■ **Work to do**
Rewrite all the items below, replacing every "Indicate" with "Mark" and changing nothing else, and leave the pictures out.

■ **Supplied data**
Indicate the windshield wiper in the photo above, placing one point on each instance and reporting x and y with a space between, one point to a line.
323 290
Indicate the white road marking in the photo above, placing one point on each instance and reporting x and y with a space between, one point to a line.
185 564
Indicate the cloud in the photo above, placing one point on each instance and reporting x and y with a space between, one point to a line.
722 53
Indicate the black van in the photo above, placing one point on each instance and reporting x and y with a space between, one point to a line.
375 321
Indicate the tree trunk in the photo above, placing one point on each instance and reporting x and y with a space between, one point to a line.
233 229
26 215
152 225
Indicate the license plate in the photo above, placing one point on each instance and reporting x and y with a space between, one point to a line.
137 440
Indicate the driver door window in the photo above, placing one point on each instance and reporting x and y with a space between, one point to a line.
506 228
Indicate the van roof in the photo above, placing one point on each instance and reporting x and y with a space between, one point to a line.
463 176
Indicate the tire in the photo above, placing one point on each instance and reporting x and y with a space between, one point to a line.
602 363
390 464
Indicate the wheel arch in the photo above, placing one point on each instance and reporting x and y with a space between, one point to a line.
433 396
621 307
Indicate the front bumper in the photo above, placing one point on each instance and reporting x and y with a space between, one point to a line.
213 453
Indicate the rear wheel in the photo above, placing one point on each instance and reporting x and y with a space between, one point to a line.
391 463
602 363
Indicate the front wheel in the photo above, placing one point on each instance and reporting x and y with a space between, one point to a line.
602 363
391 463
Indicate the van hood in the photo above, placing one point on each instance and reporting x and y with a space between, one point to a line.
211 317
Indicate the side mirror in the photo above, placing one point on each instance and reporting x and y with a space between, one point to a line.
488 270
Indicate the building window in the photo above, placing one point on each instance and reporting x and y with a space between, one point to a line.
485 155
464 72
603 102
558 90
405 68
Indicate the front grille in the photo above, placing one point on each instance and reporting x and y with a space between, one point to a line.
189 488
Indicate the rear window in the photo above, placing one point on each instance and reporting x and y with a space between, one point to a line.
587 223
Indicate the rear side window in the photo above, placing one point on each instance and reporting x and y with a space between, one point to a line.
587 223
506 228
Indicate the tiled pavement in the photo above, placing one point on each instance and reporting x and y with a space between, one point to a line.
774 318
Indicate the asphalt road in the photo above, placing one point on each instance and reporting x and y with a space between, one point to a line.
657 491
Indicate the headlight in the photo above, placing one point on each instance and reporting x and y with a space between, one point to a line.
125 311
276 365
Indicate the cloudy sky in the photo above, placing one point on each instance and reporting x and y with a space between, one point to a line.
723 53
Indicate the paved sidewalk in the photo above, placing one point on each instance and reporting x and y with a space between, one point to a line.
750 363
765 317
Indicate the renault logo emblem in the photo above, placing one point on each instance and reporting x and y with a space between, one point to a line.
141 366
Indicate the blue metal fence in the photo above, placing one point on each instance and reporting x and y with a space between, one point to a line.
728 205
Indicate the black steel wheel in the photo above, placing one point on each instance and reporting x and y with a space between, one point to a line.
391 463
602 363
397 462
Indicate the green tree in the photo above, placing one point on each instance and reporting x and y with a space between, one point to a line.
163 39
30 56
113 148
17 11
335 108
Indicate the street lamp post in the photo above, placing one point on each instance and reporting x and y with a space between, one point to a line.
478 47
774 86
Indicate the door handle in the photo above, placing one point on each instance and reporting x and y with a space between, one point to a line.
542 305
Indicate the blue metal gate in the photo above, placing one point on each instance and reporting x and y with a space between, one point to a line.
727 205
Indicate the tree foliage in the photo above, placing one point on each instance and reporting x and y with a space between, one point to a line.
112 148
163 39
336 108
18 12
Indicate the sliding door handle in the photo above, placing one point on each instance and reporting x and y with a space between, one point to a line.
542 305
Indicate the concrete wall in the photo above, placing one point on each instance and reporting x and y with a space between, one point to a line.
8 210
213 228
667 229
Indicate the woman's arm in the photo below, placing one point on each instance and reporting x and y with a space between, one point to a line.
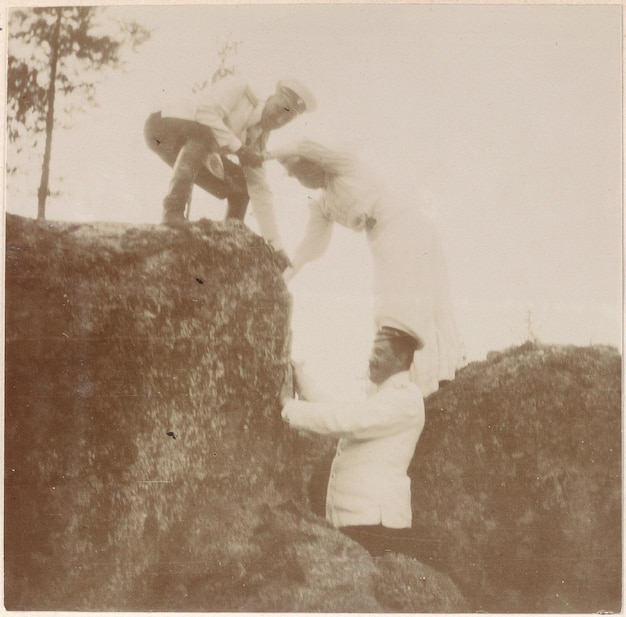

■ **Task solution**
Mark the windshield wiper in the photo above, placing one point on each instance and reporting x and y with a space between, one point to a line.
323 290
Mark the white road marking in the photo above, placing one point on each instance and reporting x and y with a space between, one point to a line.
185 564
Mark the cloud in the photo above, placing one point on each instance and reporting x and y with a space between, one point to a line.
722 53
Mark the black van in the photo above, placing one point on each instance and reporting x and y with a space between, one point to a line.
375 321
Mark the tree trunk in the photo above, placing one point on each instance and reporting x and y with a space between, one point to a line.
233 229
26 215
152 225
Mark the license plate in the photo above, placing one point on each instance and reporting x and y with a space between, one point to a line.
137 440
Mark the driver door window in the photo above, placing one point on each instance and reporting x and y with a space between, one point to a line.
506 228
Mark the van roof in the photo above, placing one point on each instance and reporting x and y with a space between, one point to a line.
463 176
Mark the tire in the photo above, placing one point on each instance and reporting x and y with a space between, one point to a line.
602 363
390 464
Mark the wheel arch in the photo above, placing one point on each instance and reporting x and y with a space between, one point to a line.
433 396
621 307
Mark the front bumper in the photo above, placing one point on each instance and reporting x and y with a space between, one point to a line.
213 453
Mark the rear wheel in the photo above, placing one point on each instance and reporting x and y with a space between, one point to a line.
391 463
602 363
Mark the front wheel in the photo above, placing one point on each instance and reporting x and y with a space between, one point to a line.
602 363
391 463
Mark the van hood in the photo above, placing one point on each instance and reporting x and y with a space between, one point to a line.
211 317
Mark the side mirror in the photo above, placing one point on each instance and reporting x and y with a space between, one point to a line.
488 270
Mark the building window in the photo above, placing one point on each instance and reporting x and y with a space between, one point to a line.
485 155
464 72
603 102
558 90
405 68
Mark the front grille in the photo above, placing one point on each instance and reporting x and y with a space between, one point to a line.
189 488
Mark the rear window in the photo above, placing one point on each instance and reporting x and y with a space between, one point to a line.
587 223
Mark the rear side window in the photo above, placing one point on each instance and reporting x and y with a space between, one point to a line.
587 223
506 228
Mark the tiled pavement in the photo above, placing one point on each instance and reporting x and y with a space between, one point to a line.
774 318
Mark the asphalt road in the photo above, placing one point on each instance and reporting x and y with a space between, one point to a line.
657 491
Mark the headlight in the photo above, placing one point on each instance and reporting x and y with a space between, one point to a line.
125 311
276 365
Mark the cloudy sky in the photo above, placing one point on each instance and reporting x and y with a space between, one point to a line.
723 53
Mark the paved sidewalk in the photo above, placing one point on each instance and reporting x and y with a space between, one point to a line.
750 363
765 317
Mark the renault logo emblem in the photo above, placing one point on each instance and reporting x and y with a space between, one point to a line.
141 366
Mark the blue metal fence in the photo above, placing one point on each instance and reporting x and y with a space between, one point to a line.
728 205
Mark the black steel wheel in the photo above, placing one point on each instance and reporting x and y with a space between, one point to a line.
391 463
602 363
397 462
Mark the green tree in the photo above, placing one point on each instance and reporting x and y with a space between, one point to a line.
163 39
30 56
113 148
17 11
335 108
Mark the street lamp post in the photo above, placing one point on each instance and reporting x and y with a space between, one point to a line.
478 47
774 86
Mark the door handle in the photo above, placing one point on each instance and reporting x and y with a space between, one point to a line.
542 305
Mark the blue metal gate in the photo above, placing one point on each instance and reporting x and y with a space between, one point to a line.
727 205
Mark the tree foliage in the photo above, placing one point on each instance and reporting x and y with a space between, one point to a line.
112 148
163 39
336 108
18 12
Mark the sliding door handle in the photo above, placing one point on each instance and reporting x and y with a space between, one point to a line.
542 305
Mark the concrete wall in the photo above, placing one point on each instance and reporting x and y with a space between, one point to a line.
8 210
213 228
667 229
Mark the woman's arm in the photo below, placing one point on each instance and reporting x and y with a space between, one point to a line.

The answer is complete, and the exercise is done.